= WHAT TO PRODUCE =
Scan the records for the string "small", then copy each line that has it.

= SOURCE DATA =
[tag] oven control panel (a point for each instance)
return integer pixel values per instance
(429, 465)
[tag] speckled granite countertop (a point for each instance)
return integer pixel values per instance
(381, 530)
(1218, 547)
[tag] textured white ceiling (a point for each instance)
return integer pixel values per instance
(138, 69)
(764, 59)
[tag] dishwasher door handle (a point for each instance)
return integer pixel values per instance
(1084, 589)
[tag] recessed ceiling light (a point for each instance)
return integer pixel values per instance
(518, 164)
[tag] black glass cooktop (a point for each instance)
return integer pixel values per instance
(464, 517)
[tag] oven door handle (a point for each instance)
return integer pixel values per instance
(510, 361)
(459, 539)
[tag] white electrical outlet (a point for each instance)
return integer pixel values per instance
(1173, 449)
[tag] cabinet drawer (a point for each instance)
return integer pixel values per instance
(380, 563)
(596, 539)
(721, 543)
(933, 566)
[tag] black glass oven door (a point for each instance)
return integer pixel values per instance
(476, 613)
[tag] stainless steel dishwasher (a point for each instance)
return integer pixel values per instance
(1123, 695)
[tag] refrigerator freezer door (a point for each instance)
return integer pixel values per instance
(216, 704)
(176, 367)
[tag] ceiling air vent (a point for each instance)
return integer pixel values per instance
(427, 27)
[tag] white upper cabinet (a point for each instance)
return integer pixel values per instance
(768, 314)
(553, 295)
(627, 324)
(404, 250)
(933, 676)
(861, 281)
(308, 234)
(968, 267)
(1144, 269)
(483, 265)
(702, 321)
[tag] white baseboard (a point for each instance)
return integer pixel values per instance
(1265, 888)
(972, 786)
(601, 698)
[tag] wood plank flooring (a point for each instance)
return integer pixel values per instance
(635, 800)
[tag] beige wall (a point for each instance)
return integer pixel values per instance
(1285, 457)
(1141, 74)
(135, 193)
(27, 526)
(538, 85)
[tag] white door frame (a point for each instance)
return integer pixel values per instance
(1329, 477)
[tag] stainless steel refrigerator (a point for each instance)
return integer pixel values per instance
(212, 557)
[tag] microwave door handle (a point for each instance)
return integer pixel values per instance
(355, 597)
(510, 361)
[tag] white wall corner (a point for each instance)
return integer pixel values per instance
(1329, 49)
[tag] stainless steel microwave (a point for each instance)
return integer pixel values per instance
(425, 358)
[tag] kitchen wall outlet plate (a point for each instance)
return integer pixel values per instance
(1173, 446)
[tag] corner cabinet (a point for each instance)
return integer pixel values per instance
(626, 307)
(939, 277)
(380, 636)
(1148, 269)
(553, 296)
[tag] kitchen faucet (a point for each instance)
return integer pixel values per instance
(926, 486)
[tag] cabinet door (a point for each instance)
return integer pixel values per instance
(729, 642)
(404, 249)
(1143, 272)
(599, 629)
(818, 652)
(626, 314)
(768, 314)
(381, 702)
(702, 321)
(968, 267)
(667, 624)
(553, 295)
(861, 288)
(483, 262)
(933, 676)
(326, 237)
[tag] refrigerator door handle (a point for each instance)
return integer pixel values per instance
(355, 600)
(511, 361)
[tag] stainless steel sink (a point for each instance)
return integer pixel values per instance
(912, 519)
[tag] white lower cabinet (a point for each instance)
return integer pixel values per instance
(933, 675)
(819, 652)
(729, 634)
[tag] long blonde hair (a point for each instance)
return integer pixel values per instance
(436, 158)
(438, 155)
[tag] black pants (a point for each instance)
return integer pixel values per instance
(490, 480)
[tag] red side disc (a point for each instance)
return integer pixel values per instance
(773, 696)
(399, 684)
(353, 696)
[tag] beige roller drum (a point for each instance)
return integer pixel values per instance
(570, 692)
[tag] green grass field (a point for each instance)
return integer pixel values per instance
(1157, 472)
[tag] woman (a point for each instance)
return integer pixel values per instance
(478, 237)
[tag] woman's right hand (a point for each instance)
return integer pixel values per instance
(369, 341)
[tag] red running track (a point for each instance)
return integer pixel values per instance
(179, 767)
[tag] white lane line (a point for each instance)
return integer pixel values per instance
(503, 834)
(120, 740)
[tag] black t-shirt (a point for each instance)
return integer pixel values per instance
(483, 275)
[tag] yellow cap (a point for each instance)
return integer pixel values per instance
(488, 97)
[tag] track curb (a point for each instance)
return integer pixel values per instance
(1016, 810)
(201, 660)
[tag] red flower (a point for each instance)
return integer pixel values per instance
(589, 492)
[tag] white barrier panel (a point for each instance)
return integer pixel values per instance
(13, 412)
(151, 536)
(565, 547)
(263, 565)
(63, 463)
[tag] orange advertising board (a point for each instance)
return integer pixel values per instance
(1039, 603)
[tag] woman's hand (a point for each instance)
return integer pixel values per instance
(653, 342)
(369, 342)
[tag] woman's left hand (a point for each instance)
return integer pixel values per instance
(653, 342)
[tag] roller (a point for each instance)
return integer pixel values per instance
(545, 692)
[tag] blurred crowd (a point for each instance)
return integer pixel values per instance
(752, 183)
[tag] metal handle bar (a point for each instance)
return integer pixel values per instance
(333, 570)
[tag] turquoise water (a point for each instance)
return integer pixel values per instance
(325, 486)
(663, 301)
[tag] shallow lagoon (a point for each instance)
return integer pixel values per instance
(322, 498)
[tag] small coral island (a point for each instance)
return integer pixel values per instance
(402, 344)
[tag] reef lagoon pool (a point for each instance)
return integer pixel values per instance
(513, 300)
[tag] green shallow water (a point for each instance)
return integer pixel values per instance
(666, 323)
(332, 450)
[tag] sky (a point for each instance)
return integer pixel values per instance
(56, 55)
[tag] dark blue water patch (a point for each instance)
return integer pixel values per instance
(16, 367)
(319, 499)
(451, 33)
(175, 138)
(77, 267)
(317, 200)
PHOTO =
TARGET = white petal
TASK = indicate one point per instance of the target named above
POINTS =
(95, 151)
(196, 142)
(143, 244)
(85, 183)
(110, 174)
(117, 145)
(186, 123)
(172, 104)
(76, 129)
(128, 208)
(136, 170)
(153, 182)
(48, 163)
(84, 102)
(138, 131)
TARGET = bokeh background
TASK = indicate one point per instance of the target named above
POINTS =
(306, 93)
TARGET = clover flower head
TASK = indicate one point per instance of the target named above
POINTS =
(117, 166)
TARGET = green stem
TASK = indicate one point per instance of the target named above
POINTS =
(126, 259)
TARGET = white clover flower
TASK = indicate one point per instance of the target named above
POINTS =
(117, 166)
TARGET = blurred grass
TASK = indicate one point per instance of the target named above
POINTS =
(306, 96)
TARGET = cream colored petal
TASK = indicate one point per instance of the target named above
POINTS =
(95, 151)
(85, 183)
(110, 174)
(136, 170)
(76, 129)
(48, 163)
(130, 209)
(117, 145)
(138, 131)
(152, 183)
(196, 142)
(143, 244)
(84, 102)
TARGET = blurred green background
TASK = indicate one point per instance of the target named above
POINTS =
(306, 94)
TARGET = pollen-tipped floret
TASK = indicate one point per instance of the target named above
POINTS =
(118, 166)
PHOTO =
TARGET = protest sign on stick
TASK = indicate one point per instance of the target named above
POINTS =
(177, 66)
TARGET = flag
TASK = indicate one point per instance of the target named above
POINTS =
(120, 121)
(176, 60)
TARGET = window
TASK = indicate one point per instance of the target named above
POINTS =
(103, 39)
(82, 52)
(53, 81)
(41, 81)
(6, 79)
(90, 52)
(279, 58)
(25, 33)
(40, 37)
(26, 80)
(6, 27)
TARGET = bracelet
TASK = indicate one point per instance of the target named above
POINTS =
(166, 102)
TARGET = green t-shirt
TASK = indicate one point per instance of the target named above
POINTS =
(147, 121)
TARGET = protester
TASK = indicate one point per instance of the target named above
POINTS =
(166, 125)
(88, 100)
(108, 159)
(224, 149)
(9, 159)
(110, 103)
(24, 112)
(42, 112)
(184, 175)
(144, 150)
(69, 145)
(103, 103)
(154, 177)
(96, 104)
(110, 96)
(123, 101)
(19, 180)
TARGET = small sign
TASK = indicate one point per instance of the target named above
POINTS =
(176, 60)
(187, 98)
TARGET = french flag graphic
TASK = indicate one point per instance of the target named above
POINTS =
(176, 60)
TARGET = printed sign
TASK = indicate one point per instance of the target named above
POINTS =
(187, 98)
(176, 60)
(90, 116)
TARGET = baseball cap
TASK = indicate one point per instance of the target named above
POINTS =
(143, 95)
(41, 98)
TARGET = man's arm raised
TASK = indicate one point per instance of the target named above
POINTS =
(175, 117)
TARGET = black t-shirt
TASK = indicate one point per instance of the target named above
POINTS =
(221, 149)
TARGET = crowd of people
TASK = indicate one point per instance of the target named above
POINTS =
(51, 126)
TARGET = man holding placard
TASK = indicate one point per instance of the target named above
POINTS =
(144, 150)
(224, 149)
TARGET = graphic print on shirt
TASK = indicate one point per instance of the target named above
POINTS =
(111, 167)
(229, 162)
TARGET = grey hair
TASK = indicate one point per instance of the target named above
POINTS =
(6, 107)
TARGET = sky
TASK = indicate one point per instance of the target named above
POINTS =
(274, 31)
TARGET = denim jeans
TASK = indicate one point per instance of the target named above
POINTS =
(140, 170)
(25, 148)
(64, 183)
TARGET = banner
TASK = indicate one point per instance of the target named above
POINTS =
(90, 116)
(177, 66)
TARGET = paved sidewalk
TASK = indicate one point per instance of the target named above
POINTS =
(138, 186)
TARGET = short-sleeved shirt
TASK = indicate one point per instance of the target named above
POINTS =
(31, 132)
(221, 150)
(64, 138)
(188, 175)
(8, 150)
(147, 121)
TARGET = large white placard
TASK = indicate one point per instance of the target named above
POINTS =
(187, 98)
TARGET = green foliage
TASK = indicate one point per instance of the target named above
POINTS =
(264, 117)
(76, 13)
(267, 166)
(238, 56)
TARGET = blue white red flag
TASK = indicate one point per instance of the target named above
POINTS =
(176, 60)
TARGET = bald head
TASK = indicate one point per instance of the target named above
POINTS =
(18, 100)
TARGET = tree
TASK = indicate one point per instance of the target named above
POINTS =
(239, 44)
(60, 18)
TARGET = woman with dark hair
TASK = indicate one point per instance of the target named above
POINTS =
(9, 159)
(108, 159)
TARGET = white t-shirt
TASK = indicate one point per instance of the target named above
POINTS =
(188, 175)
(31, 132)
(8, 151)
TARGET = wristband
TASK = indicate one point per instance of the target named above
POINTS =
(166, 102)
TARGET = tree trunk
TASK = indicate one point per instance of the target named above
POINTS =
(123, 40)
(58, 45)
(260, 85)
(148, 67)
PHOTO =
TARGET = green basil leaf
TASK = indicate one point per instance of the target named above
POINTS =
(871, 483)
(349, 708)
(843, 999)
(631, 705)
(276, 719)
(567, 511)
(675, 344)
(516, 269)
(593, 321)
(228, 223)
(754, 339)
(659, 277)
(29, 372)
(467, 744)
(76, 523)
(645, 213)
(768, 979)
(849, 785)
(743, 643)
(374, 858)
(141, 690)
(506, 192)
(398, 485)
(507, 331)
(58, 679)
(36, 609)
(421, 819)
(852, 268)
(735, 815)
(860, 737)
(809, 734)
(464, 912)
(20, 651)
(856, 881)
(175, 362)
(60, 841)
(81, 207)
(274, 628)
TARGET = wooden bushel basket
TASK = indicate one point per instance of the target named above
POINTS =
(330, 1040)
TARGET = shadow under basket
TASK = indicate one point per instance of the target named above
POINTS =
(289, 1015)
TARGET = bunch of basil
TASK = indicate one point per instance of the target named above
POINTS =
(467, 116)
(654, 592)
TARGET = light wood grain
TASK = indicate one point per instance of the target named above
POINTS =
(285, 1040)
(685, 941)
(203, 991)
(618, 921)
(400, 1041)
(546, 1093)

= RESPONSE AREA =
[tag] small coral island (a point for each instance)
TARGET = small sign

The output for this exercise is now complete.